> **Required work**
Report every line of the material below that contains the string "crowd", copying each such line in full. Case counts.

> **Records for this task**
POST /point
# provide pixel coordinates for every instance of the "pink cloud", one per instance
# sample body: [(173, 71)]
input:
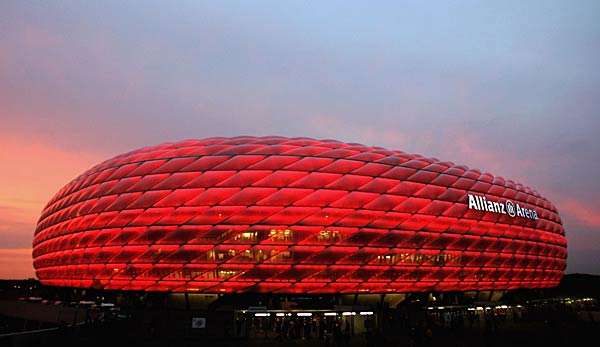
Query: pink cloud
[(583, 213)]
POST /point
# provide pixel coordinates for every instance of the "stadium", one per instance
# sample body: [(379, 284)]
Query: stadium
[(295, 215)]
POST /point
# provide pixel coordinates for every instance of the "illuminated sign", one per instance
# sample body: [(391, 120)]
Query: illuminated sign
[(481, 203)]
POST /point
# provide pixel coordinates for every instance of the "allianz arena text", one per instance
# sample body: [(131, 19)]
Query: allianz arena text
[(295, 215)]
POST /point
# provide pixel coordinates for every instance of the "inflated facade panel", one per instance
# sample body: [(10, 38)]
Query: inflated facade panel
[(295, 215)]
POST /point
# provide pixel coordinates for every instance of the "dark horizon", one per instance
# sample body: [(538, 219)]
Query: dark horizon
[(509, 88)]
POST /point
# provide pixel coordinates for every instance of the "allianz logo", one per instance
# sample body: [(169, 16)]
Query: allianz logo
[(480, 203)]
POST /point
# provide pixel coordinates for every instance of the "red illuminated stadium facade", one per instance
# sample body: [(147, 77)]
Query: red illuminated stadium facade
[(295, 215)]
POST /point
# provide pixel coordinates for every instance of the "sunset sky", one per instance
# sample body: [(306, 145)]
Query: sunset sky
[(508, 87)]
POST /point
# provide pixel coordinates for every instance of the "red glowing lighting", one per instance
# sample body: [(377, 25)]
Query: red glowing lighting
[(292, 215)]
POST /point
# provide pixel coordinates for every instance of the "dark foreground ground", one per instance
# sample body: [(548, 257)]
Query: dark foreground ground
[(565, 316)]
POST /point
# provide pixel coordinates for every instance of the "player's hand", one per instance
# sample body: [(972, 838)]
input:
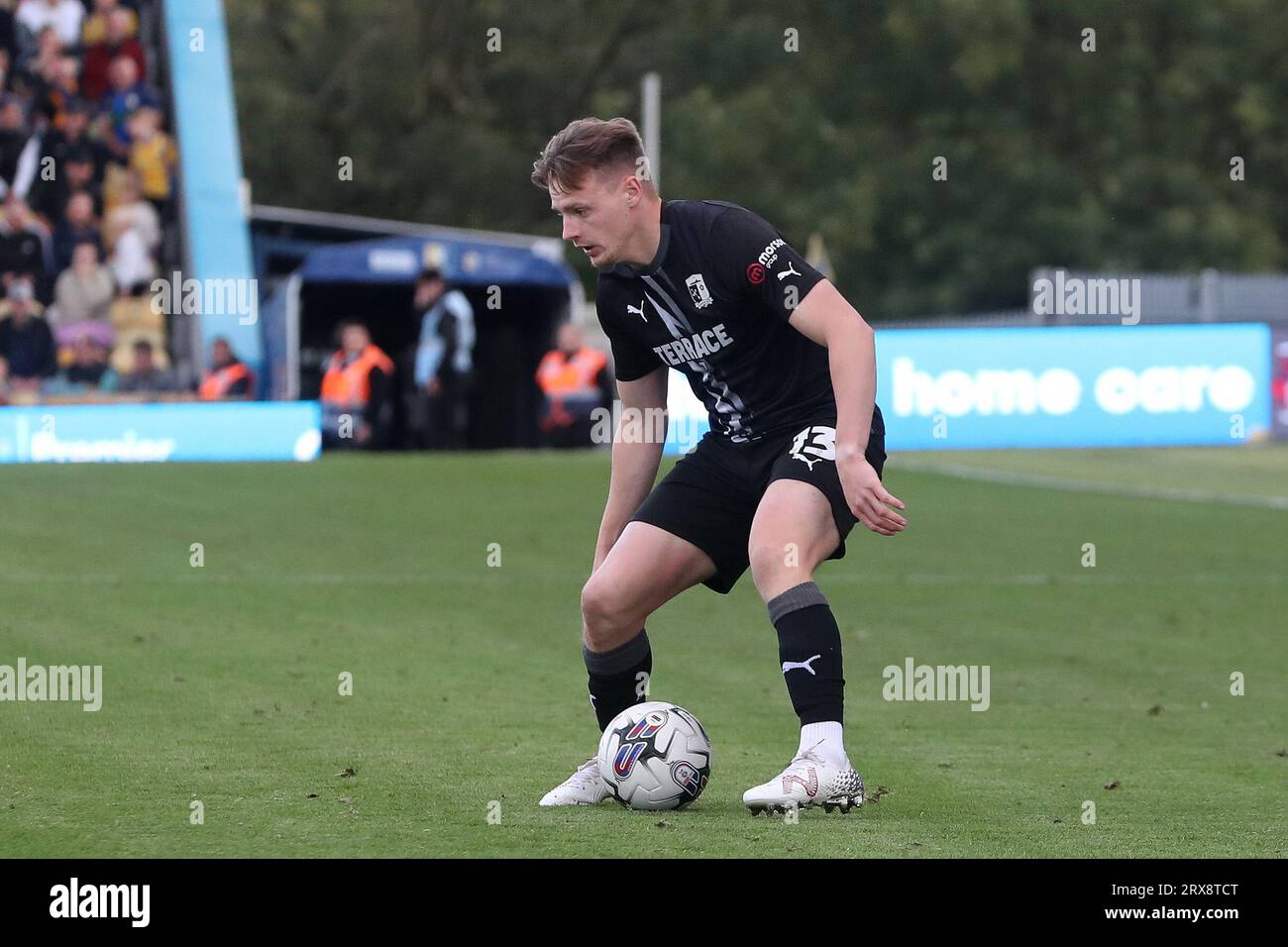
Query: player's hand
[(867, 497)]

...

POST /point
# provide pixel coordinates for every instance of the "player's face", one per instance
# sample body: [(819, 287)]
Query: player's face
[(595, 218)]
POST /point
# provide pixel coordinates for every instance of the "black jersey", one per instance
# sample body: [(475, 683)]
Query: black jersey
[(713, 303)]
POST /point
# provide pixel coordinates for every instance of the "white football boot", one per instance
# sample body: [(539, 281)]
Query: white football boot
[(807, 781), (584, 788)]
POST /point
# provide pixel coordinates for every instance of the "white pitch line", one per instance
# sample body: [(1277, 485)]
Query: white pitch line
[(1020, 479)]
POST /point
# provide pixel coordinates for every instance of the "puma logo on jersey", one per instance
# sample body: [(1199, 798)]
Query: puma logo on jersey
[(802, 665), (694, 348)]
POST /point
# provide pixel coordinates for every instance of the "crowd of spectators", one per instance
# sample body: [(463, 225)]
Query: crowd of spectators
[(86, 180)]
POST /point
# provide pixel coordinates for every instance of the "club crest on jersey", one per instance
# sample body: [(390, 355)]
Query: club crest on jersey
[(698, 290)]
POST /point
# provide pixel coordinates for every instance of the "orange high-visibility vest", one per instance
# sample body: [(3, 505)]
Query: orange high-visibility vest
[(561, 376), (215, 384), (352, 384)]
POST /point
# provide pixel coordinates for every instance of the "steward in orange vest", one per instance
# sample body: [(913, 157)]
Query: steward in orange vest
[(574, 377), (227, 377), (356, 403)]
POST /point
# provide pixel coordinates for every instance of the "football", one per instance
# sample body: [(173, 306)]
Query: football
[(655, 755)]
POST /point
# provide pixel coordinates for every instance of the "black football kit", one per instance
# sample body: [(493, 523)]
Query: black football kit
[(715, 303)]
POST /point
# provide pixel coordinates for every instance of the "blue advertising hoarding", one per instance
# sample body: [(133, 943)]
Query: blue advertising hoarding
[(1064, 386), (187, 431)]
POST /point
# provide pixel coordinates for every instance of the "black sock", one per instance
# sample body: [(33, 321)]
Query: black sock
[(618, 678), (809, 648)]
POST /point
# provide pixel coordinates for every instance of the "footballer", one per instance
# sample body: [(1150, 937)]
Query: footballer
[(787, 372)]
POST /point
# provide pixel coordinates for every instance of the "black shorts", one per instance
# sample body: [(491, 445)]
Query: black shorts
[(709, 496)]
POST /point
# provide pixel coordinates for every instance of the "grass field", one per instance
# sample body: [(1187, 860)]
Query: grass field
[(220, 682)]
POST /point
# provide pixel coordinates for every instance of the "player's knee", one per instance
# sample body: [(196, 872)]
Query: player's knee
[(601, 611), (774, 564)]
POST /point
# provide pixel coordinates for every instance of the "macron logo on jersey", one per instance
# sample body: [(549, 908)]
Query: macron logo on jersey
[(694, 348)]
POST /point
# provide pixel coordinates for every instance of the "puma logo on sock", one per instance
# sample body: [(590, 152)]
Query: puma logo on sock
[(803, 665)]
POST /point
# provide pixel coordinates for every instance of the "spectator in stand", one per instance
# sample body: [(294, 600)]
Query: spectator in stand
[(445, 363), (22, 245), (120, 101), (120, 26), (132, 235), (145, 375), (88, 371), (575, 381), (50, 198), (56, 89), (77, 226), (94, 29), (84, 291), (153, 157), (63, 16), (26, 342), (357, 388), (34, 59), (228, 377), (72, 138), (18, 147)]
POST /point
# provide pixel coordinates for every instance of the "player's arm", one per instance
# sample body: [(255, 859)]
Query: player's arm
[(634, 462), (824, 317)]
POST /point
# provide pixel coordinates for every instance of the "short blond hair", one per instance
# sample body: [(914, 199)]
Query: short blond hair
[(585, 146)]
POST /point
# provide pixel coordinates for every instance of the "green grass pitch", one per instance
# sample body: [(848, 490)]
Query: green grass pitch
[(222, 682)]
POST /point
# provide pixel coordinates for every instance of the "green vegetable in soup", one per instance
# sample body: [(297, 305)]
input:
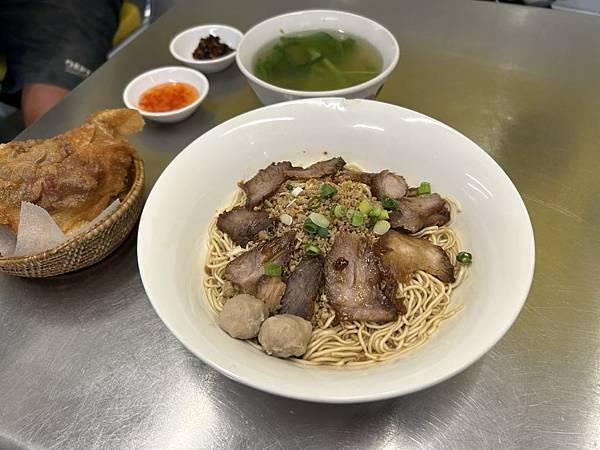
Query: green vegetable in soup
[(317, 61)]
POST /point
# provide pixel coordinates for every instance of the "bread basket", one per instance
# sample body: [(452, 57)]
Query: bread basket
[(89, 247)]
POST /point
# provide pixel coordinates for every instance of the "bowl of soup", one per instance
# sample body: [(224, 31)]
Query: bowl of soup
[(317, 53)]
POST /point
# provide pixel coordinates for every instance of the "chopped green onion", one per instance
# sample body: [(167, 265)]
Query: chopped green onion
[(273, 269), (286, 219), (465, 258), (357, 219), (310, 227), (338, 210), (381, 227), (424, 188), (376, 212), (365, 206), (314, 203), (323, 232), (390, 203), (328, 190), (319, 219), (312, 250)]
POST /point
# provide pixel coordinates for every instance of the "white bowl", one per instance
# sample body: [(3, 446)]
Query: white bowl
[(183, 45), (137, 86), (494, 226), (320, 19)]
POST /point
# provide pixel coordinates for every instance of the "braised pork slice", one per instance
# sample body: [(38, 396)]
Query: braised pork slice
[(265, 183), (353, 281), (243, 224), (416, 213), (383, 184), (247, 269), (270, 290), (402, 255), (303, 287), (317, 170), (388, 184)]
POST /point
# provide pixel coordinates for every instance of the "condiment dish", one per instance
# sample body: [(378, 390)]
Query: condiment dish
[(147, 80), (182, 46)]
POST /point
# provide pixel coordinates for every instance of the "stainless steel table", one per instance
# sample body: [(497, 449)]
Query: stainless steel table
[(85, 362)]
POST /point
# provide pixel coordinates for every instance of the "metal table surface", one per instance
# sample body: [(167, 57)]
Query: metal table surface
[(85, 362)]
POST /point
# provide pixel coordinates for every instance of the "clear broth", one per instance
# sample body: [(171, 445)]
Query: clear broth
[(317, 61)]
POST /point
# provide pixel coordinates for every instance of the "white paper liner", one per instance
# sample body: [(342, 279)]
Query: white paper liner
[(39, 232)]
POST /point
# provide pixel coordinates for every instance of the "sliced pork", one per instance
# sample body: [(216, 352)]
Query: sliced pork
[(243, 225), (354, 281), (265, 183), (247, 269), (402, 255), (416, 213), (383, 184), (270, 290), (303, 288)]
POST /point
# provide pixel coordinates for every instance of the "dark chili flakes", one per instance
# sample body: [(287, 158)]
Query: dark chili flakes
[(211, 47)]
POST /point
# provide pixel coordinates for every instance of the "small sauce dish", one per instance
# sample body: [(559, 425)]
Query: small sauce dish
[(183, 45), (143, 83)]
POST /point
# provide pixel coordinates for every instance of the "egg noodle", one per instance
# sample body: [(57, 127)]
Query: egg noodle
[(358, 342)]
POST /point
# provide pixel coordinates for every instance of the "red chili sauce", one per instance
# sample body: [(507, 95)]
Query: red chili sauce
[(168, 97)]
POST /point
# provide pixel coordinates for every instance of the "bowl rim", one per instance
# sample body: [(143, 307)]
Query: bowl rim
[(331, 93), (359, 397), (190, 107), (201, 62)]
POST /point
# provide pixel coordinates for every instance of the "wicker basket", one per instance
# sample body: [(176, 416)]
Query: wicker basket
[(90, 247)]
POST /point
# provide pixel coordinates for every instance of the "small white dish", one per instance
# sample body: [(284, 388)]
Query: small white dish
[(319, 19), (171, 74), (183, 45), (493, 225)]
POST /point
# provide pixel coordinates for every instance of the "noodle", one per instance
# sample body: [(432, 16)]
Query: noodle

--

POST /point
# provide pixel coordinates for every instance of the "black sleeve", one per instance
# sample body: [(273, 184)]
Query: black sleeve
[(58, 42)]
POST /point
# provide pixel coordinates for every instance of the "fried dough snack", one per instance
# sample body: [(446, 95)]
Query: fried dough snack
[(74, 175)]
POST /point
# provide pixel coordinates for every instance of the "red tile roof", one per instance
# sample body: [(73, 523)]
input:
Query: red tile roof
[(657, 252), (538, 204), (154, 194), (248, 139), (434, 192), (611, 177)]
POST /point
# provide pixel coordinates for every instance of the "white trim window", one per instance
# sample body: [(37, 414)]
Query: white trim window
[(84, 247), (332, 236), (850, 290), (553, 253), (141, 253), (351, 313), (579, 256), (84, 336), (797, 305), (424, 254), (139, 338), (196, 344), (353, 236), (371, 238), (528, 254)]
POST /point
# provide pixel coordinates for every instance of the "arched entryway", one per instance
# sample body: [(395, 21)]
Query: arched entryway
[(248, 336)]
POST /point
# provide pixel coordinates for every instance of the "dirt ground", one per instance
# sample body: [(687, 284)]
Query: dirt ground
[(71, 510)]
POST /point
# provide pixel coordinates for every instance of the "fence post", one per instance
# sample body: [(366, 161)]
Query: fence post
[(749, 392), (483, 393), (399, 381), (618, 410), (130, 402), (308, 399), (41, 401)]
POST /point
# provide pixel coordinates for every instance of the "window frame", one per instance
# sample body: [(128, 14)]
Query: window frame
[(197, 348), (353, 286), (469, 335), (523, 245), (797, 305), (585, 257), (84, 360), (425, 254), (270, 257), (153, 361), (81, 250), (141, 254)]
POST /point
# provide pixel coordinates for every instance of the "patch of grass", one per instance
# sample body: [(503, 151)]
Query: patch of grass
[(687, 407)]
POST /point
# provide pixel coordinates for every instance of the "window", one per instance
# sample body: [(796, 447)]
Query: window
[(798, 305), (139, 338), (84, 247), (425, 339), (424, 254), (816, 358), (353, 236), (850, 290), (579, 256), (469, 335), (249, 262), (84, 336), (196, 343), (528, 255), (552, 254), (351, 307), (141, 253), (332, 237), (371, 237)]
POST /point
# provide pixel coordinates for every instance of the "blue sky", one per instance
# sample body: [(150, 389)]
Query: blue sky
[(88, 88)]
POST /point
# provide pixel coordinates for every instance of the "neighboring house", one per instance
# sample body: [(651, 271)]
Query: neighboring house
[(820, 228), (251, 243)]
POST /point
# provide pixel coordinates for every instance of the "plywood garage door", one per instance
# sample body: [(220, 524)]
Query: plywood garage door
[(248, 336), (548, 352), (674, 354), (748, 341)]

> **Result**
# provide pixel coordinates for every instance of the "crowd of spectators", one per instance
Query: crowd of spectators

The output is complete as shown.